INSTRUCTIONS FOR THE TASK
Reproduce the rows verbatim, starting at the line that contains "In each <instance>" and ending after the line that contains "299L936 315L963 338L957".

EXCERPTED RECORDS

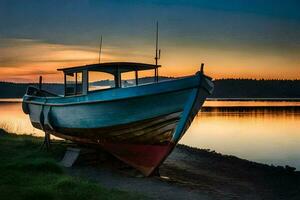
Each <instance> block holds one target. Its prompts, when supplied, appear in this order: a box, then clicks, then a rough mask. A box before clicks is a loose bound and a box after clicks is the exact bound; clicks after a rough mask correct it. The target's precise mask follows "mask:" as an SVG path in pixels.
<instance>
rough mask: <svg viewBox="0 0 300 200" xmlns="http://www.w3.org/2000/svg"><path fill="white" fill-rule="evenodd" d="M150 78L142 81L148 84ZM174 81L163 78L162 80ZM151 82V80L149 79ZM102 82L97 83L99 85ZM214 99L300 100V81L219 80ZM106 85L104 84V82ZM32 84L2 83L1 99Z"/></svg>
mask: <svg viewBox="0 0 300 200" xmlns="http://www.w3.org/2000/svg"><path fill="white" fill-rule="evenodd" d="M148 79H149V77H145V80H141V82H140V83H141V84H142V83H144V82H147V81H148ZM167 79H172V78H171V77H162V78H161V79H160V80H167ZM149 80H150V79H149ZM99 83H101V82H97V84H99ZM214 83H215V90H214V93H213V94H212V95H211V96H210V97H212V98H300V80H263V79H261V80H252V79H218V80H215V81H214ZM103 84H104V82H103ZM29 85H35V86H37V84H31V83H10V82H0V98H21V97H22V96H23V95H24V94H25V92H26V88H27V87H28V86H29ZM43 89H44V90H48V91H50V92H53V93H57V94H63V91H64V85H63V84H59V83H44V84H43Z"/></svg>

* * *

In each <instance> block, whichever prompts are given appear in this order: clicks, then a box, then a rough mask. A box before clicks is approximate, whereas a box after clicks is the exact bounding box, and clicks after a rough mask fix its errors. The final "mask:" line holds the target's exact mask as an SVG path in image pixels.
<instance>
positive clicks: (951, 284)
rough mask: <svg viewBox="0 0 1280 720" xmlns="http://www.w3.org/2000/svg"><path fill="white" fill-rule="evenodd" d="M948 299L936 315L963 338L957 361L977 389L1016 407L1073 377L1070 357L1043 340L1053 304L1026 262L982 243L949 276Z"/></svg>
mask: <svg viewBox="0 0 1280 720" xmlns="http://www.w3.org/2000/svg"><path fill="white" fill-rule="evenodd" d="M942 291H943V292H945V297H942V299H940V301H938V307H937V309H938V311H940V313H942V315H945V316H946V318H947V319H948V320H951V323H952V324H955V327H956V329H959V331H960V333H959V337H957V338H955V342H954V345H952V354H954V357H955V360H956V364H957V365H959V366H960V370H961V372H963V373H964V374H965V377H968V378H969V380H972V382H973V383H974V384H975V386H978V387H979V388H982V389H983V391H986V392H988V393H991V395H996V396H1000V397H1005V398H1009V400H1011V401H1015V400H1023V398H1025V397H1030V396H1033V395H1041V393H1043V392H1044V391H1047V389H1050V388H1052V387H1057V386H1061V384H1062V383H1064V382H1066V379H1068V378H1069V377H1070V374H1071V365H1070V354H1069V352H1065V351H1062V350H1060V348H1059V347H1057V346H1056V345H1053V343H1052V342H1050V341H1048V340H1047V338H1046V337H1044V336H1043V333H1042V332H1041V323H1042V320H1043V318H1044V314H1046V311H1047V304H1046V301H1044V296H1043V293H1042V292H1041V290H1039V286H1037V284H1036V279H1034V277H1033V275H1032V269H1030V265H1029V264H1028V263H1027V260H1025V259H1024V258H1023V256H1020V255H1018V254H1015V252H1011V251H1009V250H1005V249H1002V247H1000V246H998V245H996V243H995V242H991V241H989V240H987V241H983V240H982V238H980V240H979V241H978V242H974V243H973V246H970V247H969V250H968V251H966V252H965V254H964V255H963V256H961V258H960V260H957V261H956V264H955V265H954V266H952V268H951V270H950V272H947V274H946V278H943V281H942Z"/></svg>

RESPONSE BELOW
In each <instance> block, whichever prompts are given appear in this order: clicks, then a box, then a rough mask. A box before clicks is approximate, whereas a box after clicks is the exact bounding box, and clicks after a rough mask fix its errors. The final "mask:" line holds the target's exact mask as an SVG path in image pixels.
<instance>
positive clicks: (951, 284)
rough mask: <svg viewBox="0 0 1280 720" xmlns="http://www.w3.org/2000/svg"><path fill="white" fill-rule="evenodd" d="M948 299L936 315L963 338L957 361L977 389L1016 407L1073 377L1070 357L1043 340L1053 304L1026 262L982 243L949 276Z"/></svg>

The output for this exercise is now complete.